TASK PROMPT:
Output the lines of the material as a JSON list of strings, one string per line and no blank lines. Start at the line that contains "form: [[588, 784]]." and stop after the line that contains "[[767, 49]]", including both.

Pointing records for named objects
_ _ _ _ _ _ _
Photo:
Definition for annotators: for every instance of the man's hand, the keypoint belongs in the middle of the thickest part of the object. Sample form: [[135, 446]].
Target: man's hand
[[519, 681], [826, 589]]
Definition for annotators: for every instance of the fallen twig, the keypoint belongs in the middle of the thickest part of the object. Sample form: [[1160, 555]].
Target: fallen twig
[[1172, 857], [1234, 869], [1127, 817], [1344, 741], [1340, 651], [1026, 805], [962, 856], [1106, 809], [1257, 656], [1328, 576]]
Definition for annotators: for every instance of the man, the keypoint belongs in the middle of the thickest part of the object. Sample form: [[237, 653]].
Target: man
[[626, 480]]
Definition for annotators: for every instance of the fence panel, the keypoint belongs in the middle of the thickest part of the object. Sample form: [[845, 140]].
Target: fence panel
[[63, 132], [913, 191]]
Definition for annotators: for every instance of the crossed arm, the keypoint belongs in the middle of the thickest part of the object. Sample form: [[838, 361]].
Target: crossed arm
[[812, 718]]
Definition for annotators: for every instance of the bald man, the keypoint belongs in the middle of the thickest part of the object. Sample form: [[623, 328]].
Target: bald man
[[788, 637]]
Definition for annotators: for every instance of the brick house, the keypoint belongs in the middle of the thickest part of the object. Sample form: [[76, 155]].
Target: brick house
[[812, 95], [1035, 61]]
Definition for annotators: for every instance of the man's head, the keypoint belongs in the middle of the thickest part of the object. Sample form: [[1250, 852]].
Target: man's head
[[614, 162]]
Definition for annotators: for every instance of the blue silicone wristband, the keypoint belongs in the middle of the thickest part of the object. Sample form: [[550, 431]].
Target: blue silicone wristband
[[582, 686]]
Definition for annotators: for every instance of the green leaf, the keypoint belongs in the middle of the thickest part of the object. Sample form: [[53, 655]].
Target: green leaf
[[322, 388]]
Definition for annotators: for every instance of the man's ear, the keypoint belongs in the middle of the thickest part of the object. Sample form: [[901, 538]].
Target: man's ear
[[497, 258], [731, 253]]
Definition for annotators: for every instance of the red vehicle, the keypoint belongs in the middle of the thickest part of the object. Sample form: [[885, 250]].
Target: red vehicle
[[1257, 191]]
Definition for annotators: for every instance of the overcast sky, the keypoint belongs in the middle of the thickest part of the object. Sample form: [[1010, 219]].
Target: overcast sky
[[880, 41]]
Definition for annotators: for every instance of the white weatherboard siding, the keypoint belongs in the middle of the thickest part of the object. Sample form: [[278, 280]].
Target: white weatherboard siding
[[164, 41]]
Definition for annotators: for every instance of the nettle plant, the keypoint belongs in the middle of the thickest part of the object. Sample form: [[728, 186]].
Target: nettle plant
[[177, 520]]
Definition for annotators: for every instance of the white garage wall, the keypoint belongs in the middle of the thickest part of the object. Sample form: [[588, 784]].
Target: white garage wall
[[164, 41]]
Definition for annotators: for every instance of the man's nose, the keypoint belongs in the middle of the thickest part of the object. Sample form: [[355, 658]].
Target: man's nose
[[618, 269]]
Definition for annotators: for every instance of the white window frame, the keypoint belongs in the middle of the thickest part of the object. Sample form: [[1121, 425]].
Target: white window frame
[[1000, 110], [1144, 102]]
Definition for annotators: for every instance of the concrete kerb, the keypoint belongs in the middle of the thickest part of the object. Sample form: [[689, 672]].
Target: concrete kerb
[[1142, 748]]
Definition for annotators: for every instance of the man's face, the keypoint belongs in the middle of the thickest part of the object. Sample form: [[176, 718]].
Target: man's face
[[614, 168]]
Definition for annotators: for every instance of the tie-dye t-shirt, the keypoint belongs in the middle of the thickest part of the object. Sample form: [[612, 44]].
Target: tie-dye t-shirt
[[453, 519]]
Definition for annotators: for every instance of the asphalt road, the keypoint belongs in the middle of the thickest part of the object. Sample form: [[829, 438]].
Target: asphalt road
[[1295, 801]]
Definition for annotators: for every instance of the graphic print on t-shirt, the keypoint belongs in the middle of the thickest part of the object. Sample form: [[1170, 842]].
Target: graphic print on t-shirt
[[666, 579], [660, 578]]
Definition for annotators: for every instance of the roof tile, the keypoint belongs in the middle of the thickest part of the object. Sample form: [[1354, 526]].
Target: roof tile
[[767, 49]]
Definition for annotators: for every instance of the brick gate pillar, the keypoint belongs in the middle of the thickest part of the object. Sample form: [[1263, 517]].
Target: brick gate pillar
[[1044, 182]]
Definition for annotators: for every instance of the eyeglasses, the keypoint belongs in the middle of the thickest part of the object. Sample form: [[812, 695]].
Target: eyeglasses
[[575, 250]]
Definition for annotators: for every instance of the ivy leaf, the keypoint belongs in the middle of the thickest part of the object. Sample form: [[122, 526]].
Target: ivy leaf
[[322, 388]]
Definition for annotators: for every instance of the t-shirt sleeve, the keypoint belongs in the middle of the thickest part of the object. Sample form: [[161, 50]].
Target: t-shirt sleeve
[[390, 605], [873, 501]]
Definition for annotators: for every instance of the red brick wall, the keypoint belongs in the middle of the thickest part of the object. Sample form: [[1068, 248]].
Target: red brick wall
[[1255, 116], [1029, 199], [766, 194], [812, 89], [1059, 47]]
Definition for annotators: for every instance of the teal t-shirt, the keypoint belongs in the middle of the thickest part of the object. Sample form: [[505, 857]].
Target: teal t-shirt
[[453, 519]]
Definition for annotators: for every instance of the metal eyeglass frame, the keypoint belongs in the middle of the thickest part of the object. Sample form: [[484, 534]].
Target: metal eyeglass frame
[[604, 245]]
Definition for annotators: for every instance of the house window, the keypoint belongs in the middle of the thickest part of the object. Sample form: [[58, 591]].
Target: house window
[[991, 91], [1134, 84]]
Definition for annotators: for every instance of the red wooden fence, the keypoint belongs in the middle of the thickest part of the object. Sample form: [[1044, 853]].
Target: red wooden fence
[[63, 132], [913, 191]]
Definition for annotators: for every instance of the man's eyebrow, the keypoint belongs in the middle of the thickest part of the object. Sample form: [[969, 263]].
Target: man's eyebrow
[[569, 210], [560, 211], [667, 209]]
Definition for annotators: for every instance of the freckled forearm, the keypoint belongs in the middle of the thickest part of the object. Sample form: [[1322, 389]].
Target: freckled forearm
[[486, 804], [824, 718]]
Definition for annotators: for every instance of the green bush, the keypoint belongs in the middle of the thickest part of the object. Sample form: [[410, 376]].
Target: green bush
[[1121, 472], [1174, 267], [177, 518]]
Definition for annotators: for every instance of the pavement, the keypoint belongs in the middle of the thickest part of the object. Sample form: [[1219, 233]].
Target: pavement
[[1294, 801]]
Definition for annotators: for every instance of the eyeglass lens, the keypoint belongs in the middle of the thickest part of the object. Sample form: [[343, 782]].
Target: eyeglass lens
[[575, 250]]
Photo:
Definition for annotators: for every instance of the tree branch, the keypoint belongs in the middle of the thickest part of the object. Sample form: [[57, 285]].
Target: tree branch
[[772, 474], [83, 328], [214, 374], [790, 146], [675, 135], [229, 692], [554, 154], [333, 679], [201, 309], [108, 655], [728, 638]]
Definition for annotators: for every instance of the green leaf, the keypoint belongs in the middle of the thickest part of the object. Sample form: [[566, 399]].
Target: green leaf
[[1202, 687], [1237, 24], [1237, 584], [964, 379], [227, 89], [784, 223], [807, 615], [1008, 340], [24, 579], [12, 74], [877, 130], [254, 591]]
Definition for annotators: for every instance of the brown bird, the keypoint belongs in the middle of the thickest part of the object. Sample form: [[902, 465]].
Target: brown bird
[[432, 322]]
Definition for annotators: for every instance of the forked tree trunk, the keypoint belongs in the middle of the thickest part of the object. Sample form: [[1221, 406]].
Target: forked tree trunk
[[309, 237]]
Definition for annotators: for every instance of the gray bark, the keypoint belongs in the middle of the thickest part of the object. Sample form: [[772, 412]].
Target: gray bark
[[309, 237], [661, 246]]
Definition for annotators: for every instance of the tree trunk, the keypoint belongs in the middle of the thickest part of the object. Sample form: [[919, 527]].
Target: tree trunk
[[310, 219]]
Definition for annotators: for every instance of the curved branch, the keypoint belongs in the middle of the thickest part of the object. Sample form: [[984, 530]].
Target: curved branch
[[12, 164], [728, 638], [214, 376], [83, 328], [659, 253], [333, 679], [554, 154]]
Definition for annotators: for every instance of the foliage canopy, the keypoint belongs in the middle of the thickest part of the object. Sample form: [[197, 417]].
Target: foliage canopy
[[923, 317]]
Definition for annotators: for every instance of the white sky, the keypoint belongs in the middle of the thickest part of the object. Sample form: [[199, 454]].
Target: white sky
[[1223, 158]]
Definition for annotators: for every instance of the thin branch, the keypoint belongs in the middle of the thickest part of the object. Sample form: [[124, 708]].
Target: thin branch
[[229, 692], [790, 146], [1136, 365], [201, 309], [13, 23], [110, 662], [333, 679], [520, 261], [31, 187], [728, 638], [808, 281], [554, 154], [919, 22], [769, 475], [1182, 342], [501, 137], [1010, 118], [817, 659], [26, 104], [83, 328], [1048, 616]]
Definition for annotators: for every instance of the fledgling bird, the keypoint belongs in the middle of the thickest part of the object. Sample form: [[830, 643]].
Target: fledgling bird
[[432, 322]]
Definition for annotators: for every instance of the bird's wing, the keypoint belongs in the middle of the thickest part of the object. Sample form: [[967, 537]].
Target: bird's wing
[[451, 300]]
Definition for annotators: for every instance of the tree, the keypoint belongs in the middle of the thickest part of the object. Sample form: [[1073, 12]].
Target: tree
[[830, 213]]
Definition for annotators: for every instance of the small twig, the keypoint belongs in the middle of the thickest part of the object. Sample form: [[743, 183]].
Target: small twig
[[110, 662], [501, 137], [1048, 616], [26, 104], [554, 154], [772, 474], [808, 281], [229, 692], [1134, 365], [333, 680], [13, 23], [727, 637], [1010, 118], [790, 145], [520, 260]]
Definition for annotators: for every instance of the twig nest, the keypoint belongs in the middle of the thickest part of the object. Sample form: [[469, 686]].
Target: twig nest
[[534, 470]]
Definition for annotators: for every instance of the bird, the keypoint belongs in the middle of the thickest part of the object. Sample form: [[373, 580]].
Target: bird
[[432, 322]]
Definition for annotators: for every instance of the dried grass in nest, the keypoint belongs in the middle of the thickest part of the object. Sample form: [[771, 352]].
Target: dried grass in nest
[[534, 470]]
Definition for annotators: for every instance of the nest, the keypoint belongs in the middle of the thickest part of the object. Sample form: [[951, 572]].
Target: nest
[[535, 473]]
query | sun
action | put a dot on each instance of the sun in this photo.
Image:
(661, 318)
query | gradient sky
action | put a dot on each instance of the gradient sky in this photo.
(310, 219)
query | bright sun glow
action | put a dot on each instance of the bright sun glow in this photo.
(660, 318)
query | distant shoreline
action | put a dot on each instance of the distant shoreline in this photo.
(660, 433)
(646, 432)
_ _ _ _ _ _ _
COMPLETE RESPONSE:
[
  "Definition for annotators: for every instance of the white garage wall, the keypoint belongs in the middle of the thickest part of the object. Sample form: [[588, 784]].",
  "Target: white garage wall",
  "[[164, 41]]",
  "Definition for annotators: for every instance of the man's nose, the keypoint belongs in the middle of the thickest part of the object. Sample form: [[355, 658]].",
  "Target: man's nose",
  "[[618, 269]]",
  "Definition for annotators: for every instance of the white window frame, the keypoint belongs in the middle of the thickest part of the object. Sample form: [[1121, 425]].",
  "Target: white window frame",
  "[[1000, 110], [1144, 102]]",
  "Definition for annotators: for every instance of the concrete kerb, the keypoint belongs in the middle of the thickest part of the object. Sample form: [[689, 672]].",
  "Target: concrete kerb",
  "[[1142, 748]]",
  "Definition for annotators: for every instance of the man's face, the keypoint belongs in the middle of the thickest part of the object. Sample form: [[176, 718]].",
  "Target: man's face",
  "[[614, 168]]",
  "Definition for annotators: for every instance of the tie-dye t-shirt, the keypoint belongs in the middle of the thickest part of the object. Sample form: [[612, 44]].",
  "Target: tie-dye t-shirt",
  "[[453, 519]]",
  "Definition for annotators: for every instance of the asphalt road, the keypoint belongs in the middle of the thickest part of the object. Sample form: [[829, 438]].",
  "Target: asphalt road",
  "[[1295, 801]]",
  "Definition for annotators: for every instance of the graphic print on t-shirt, the keypoint belongs in the middle of the thickest part of the object. Sample form: [[1170, 842]].",
  "Target: graphic print on t-shirt",
  "[[666, 579], [660, 578]]",
  "Definition for annotators: for every instance of the roof tile, the keypoint belongs in the middle of the thickest part of the object. Sample form: [[1354, 526]].",
  "Target: roof tile",
  "[[767, 49]]"
]